## EXERCISE GOAL
Scan the listing for the word "puffy" and give the number of lines where it appears, with no other text.

## SOURCE INFORMATION
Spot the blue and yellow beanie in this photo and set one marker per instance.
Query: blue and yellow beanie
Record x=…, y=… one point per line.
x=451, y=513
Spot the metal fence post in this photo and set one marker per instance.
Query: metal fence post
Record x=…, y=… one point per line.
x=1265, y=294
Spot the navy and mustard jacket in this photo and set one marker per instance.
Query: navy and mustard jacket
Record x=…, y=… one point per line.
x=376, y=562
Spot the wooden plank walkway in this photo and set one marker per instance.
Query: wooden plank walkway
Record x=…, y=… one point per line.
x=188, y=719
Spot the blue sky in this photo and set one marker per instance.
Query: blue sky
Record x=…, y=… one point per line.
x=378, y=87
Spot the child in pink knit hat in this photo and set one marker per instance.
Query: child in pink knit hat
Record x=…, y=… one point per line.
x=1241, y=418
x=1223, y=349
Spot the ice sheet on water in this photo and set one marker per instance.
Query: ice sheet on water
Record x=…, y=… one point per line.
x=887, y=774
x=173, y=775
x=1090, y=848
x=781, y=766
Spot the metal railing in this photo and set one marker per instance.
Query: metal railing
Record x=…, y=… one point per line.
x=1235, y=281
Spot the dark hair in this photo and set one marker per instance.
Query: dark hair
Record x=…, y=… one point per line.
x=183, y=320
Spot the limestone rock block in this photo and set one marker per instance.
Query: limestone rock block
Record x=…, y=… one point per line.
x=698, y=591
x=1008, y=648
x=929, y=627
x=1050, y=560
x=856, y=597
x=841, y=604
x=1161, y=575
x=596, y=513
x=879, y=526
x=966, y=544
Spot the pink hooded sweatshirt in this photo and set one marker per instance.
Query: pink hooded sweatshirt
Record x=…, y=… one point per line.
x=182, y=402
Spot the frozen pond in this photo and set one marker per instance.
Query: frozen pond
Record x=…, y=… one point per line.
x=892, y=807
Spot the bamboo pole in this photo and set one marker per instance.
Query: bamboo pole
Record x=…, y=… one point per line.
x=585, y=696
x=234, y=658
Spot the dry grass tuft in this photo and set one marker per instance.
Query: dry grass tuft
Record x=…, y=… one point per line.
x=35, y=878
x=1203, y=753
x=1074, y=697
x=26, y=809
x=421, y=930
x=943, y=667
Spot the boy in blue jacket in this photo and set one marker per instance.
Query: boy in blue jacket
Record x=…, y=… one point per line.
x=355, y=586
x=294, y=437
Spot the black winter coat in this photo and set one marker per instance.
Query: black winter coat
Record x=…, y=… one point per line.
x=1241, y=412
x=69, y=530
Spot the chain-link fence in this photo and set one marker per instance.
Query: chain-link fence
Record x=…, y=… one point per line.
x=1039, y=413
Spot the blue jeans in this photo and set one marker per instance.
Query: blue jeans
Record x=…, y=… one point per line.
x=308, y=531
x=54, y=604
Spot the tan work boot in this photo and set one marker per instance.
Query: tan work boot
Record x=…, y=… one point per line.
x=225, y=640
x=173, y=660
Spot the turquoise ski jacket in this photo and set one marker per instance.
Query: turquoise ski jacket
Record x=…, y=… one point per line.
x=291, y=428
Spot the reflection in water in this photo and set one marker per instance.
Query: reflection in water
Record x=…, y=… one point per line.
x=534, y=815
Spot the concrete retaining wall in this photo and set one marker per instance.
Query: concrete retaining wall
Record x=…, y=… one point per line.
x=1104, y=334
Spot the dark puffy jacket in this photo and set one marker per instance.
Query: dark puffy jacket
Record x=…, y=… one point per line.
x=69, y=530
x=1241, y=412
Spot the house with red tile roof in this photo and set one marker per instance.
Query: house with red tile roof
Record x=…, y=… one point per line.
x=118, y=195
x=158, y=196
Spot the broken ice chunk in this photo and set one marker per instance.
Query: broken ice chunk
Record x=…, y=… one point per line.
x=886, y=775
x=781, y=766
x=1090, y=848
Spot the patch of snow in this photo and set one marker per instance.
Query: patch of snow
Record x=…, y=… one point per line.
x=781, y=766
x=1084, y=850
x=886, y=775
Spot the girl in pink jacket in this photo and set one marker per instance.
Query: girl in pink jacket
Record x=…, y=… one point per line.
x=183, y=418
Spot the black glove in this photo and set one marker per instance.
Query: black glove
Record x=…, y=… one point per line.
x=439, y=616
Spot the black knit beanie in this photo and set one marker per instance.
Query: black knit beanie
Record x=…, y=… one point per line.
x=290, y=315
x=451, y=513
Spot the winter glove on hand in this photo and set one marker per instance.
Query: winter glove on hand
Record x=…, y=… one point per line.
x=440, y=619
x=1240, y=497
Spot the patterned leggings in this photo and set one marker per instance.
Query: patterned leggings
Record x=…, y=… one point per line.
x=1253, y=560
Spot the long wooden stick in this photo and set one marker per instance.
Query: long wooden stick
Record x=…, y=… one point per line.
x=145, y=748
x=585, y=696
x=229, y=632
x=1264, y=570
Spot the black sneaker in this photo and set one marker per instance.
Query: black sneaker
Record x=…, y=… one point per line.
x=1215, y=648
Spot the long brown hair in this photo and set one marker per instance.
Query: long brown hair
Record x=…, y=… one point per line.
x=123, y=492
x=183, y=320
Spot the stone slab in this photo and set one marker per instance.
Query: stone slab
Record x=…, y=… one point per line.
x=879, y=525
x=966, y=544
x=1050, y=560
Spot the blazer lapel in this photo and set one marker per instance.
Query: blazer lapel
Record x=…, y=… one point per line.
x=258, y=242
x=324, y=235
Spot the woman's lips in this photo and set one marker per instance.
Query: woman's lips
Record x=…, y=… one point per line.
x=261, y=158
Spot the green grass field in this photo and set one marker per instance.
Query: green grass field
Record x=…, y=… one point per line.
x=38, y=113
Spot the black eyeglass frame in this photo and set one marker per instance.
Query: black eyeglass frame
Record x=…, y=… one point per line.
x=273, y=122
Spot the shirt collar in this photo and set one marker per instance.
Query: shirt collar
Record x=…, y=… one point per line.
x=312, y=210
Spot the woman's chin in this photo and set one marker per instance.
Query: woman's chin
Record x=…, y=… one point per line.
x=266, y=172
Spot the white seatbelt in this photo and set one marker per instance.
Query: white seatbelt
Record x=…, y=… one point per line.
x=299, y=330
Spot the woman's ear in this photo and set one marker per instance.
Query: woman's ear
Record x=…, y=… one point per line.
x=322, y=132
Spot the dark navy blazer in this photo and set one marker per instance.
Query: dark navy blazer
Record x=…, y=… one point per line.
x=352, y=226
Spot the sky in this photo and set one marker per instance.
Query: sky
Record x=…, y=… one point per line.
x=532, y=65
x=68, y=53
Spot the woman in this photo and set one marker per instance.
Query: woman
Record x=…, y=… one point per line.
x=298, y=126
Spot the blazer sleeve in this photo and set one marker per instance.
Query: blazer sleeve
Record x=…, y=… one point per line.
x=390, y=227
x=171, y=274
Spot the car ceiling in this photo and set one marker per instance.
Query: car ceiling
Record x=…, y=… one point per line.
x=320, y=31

## ANSWER TO THIS PROBLEM
2